● Document segment:
▼

Over the summer of 2017 the research I have been conducting involved the Cryspovirus, which is found within the parasite Cryptosporidium parvum. The overall outcome of my project was to insert a green fluorescent protein, GFP, into the virus to make it glow and be easier to see the virus and how much of it there is.
The first thing I had to do before beginning anything else was to extract the RNA from the Cryspovirus. Breaking the oocysts, or shells, of the Cryptosporidium parvum, which is where the Cryspovirus is contained, did this. This was a success for me as I was able to extract the RNA using this method. With this RNA I was able to do a polymerase chain reaction with it, PCR, using different reaction conditions. The PCR was done to copy a specific portion of the virus RNA. After the PCR was complete I then made an agarose gel and injected the PCR samples into the gel and let it run for a half hour. This was done with intentions to see a specific band on the gel that would mean that the PCR had worked and the RNA was successfully copied. Unfortunately this came out with negative results.

▲

● Required actions:
[1] In the Cryspovirus summary, how long was the agarose gel left to run?
[2] Name every abbreviation that appears in the Cryspovirus summary.
[3] Write the next part of the Cryspovirus summary, starting after its final sentence.
The lines that come next have no connection to the Cryspovirus summary.

● Data extracts:
▼

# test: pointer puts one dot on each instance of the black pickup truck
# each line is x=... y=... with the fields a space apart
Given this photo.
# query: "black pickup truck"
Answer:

▲

● Answers to this exercise:
[1] A half hour.

[2] GFP, RNA, PCR

[3]
The reason why I think there was no band showing up for the RNA is because the hb, ns, and cpv primers I used were not cutting the RNA correctly and therefore the PCR was copying the wrong sections of the RNA. I think the primers are the problem because I have used them to do PCR with many different times using different reaction conditions and all of them came out with negative results when running a gel. So, to fix this problem I designed new primers that would hopefully bind to the correct sequence of the RNA and therefore the correct sequence will be copied when running the PCR. Just last week these primers arrived. They consisted of two hb primers and two ns primers whereas before I was only using one ns primer and one hb primer. These primers were used to do a PCR using a new set of reaction conditions and thankfully the results came out positive for the ns primers. As for the hb primers the results still came out negative. This means that I am going to have to repeat PCR using the hb primers with different reaction conditions to see if I can get positive results. If that does not work after doing multiple different PCR’s then I will most likely need to design and order new primers.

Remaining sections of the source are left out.